_KUTIPAN TEKS_
• • • •

KHAZANAH SEJARAH:SEMUA PENDAPAT IMAM MAZHAB, DASARNYA MERUJUK PADA ALQURAN DAN HADIS (1)

by Ahmad M. Sewang

Bagian Pertama
Dalam laporan pandangan mata Ibn Batutah, seorang pengembara Arab Maroko, singgah di Samudera Pasai pada tahun 1345 M. Ia mengagumi kemampuan Sultan al-Malik al-Zahir berdiskusi tentang berbagai masalah syariat Islam dan ilmu fikih. Menurut Ibn Batutah, Kerajaan Samudera Pasai menganut mazhab Syafii dalam fikih, al-Gazali dalam tasawuf, dan As'ary dalam teologi. Dari sinilah islamisasi berlangsung ke Kerajaan-kerajaan Nusantara yang sisa-sisanya masih banyak kita temukan dalam masyarakat sekali pun sudah berlangsung beberapa abad silam.

Di usia masih remaja, saya masih mendengar dari masyarakat agar berhati-hati, sebab mazhab fikih terbaik adalah Syafii, teologi adalah al-As'ary, sedang dalam tasawuf adalah al-Gazali.  Seseorang tidak dibolehkan pindah-pindah mazhab agar mendapat jaminan keselamatan nanti di akhairat. Pindah mazhab hanya dibolehkan dalam keadaa darurat, seperti saat menunaikan ibadah haji. Alasannya, di tanah haram, di tengah keramaian manusia susah mendapatkan air. Namun segera setelah pulang ke tanah air, harus segera kembali ke mazhab semula. Pesan tersebut tidak bisa dilupkan begitu saja sekali pun zaman sekarang sudah sangat sulit mengamalkannya, belum lagi di era keterbukaan yang mudah mengakses berbagai informasi: pendapat, fatwa, dan pengetahuan.

• • • •

_CUPLIKAN DATA_
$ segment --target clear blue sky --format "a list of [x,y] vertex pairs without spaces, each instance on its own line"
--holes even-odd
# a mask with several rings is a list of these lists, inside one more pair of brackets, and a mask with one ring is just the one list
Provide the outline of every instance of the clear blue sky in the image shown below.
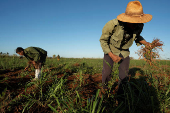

• • • •

_TUJUAN 1_
Tentukan apakah setiap pernyataan berikut sesuai dengan kutipan teks, lalu jawab ya atau tidak disertai kata-kata penentu dari kutipan teks yang dikutip persis. (a) Ibn Batutah singgah di Samudera Pasai pada tahun 1345 M. (b) Kerajaan Samudera Pasai menganut mazhab Hanafi dalam fikih. (c) Ibn Batutah adalah seorang pengembara dari Persia.
_TUJUAN 2_
Tuliskan kembali secara persis bagian kutipan teks yang dimulai pada kata-kata "Bagian Pertama" dan berakhir setelah kata-kata "beberapa abad silam.".
_TUJUAN 3_
Menurut kutipan teks, siapa yang menjadi anutan Kerajaan Samudera Pasai dalam bidang tasawuf?

_JAWABAN 1_
(a) Ya: "singgah di Samudera Pasai pada tahun 1345 M"
(b) Tidak: "menganut mazhab Syafii dalam fikih"
(c) Tidak: "seorang pengembara Arab Maroko"

_JAWABAN 2_
Bagian Pertama
Dalam laporan pandangan mata Ibn Batutah, seorang pengembara Arab Maroko, singgah di Samudera Pasai pada tahun 1345 M. Ia mengagumi kemampuan Sultan al-Malik al-Zahir berdiskusi tentang berbagai masalah syariat Islam dan ilmu fikih. Menurut Ibn Batutah, Kerajaan Samudera Pasai menganut mazhab Syafii dalam fikih, al-Gazali dalam tasawuf, dan As'ary dalam teologi. Dari sinilah islamisasi berlangsung ke Kerajaan-kerajaan Nusantara yang sisa-sisanya masih banyak kita temukan dalam masyarakat sekali pun sudah berlangsung beberapa abad silam.

_JAWABAN 3_
Al-Gazali.